Extracted records:
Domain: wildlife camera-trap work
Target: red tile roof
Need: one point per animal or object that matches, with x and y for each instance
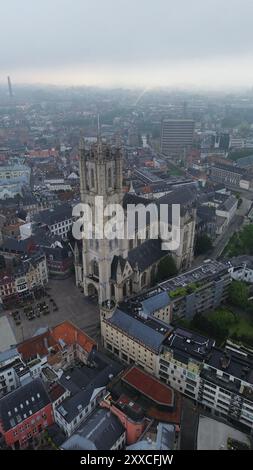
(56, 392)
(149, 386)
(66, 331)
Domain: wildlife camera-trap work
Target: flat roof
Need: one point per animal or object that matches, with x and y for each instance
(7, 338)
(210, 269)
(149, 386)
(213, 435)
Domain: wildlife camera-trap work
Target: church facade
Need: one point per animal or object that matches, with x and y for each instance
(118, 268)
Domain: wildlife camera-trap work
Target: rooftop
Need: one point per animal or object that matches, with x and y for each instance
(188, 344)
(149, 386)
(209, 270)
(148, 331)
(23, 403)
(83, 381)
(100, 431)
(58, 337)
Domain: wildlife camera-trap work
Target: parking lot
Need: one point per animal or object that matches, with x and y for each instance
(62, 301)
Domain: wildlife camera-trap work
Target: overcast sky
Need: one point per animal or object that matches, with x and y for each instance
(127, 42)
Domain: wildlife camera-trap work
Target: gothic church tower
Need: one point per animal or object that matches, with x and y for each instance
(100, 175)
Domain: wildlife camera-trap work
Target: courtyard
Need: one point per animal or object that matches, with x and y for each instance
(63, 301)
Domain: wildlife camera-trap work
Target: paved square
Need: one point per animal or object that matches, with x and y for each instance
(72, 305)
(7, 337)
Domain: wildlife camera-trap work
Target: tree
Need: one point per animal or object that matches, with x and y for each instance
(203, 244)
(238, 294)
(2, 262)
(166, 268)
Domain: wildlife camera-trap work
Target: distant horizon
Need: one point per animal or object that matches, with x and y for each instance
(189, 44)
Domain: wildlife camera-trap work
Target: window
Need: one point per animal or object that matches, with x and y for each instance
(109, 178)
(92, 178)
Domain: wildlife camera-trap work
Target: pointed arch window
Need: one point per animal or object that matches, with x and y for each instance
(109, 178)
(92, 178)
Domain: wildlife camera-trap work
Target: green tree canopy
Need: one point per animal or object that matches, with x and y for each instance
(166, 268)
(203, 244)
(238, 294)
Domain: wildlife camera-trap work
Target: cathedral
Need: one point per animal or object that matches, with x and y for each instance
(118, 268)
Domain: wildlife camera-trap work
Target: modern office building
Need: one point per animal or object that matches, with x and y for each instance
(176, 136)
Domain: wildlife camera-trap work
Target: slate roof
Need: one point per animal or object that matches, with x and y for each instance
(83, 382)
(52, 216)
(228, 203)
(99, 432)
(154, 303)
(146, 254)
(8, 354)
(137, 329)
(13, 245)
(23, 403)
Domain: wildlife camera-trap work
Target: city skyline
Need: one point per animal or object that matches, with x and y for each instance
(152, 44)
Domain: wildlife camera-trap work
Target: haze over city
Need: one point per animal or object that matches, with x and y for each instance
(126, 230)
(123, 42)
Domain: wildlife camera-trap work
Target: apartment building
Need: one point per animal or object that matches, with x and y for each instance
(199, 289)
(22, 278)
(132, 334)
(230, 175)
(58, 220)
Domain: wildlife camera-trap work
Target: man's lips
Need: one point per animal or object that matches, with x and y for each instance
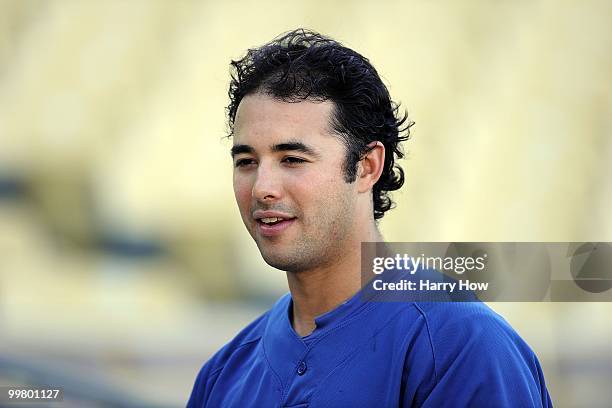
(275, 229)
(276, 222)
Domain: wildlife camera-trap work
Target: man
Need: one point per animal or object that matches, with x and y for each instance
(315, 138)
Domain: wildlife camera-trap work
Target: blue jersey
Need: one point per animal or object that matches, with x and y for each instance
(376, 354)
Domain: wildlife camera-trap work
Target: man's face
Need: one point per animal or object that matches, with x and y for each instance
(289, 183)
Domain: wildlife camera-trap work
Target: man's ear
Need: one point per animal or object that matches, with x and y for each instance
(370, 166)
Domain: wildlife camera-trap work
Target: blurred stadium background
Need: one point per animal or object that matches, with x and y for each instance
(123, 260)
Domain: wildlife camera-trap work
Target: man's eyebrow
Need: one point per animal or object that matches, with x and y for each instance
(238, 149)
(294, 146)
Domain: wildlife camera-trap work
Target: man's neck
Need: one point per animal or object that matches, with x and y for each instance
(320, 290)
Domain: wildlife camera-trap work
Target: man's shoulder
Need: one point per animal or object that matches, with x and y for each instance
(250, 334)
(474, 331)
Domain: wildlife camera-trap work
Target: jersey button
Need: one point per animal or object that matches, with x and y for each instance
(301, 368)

Problem description: Without including any picture, repeat the data exactly.

Your response:
Domain: wildlife camera-trap work
Target: red tile roof
Need: one point per animal or object that matches, with x and y for each instance
(56, 392)
(149, 386)
(66, 331)
Domain: wildlife camera-trap work
Target: flat roof
Need: one point per animal or object that matches, with x and y for each instance
(7, 338)
(210, 269)
(149, 386)
(213, 435)
Domain: wildlife camera-trap work
Target: church facade
Need: one point per animal or object that matches, with x and y for each instance
(118, 268)
Domain: wildlife camera-trap work
Target: rooftop
Need: one point per animal or object that matches, with x and y for each instance
(188, 344)
(149, 386)
(209, 270)
(148, 331)
(23, 403)
(83, 381)
(100, 431)
(58, 337)
Domain: wildlife camera-trap work
Target: parking lot
Need: one point per animal or object that matches, with x and y for each instance
(62, 301)
Domain: wildlife camera-trap work
Target: overcast sky
Need: one point per animal or object that matches, with x and y for each instance
(127, 42)
Domain: wildlife camera-trap work
Target: gothic church tower
Need: one point per animal or object that matches, with x and y for each instance
(100, 175)
Domain: wildlife camera-trap work
Target: courtyard
Need: one point per animal or object that matches, with x and y for each instance
(63, 301)
Domain: wildlife camera-trap work
Target: paved square
Need: one point per animal or object that matches, with x and y for each instance
(72, 305)
(7, 337)
Domain: wildlife camera-trap work
Target: tree
Need: one point per animal or object that matches, with x and y for each instance
(203, 244)
(238, 294)
(2, 262)
(166, 268)
Domain: wildlife camera-trap work
Target: distant horizon
Need: one point per animal or object that matches, with x and y for each instance
(189, 44)
Domain: wildlife camera-trap work
Target: window
Need: one point per animal or object that matches, with x and y for each instance
(109, 178)
(92, 178)
Domain: wildlife camera-trap work
Target: pointed arch window
Need: one point per animal or object that matches, with x and y for each instance
(109, 178)
(92, 178)
Domain: wildlife camera-trap work
Target: green tree canopy
Need: one point per animal or object that matches, with x and y for each instance
(166, 268)
(203, 244)
(238, 294)
Domain: wildlife camera-trap work
Target: cathedral
Need: one point per animal or object that matches, with x and y for each instance
(118, 268)
Domain: wildlife camera-trap work
Target: modern office building
Need: one point per animal or object that matches, with x and y for each instance
(176, 136)
Domain: wildlife camera-trap work
Target: slate roof
Need: one point per animal or object that matches, with x and y for each instance
(83, 382)
(52, 216)
(228, 203)
(99, 432)
(154, 303)
(146, 254)
(8, 354)
(137, 329)
(13, 245)
(23, 403)
Domain: wildlife camera-trap work
Target: city skyline
Need: one point per animal or object that matches, with x and y for each instance
(152, 44)
Domain: wildlife camera-trap work
Target: haze over city
Need: one point per animal or object that matches, with x and y for each instance
(126, 230)
(123, 42)
Domain: wildlife camera-trap work
Target: apartment building
Need: one point per animal or object that matches, with x and y for each instance
(199, 289)
(22, 278)
(132, 334)
(230, 175)
(58, 220)
Domain: wildlife camera-trap work
Target: man's lips
Need: one point per animal or object that matches, with x and y for each instance
(275, 229)
(276, 222)
Domain: wildlife camera-trap work
Target: man
Need: one point per animal or object that matches, with x and y for each instance
(315, 138)
Domain: wildlife camera-trap work
Target: blue jersey
Need: one point per animal or object that matches, with x and y for each instance
(376, 354)
Domain: wildlife camera-trap work
Target: man's face
Need: one point per animal or object that matches, with x and y for each instance
(289, 183)
Domain: wildlife camera-trap work
Target: man's ear
Need: one point per animal or object that matches, with x and y for each instance
(370, 166)
Domain: wildlife camera-trap work
Target: blurred stadium background
Need: one point per animal or object that matches, with x and y for each instance
(123, 260)
Domain: wildlife camera-trap work
Target: man's eyebrow
Need: one point per animal or object that matches, with x and y for each instance
(238, 149)
(294, 146)
Domain: wildlife camera-trap work
Target: man's neck
Need: one point per animal or object that matches, with x and y for each instance
(320, 290)
Domain: wildlife camera-trap work
Target: man's shoulder
Need: one point per animal or object that matches, with x and y for each instance
(250, 334)
(474, 331)
Domain: wildlife camera-trap work
Target: jersey button
Need: one point per animal or object that matches, with x and y for each instance
(301, 368)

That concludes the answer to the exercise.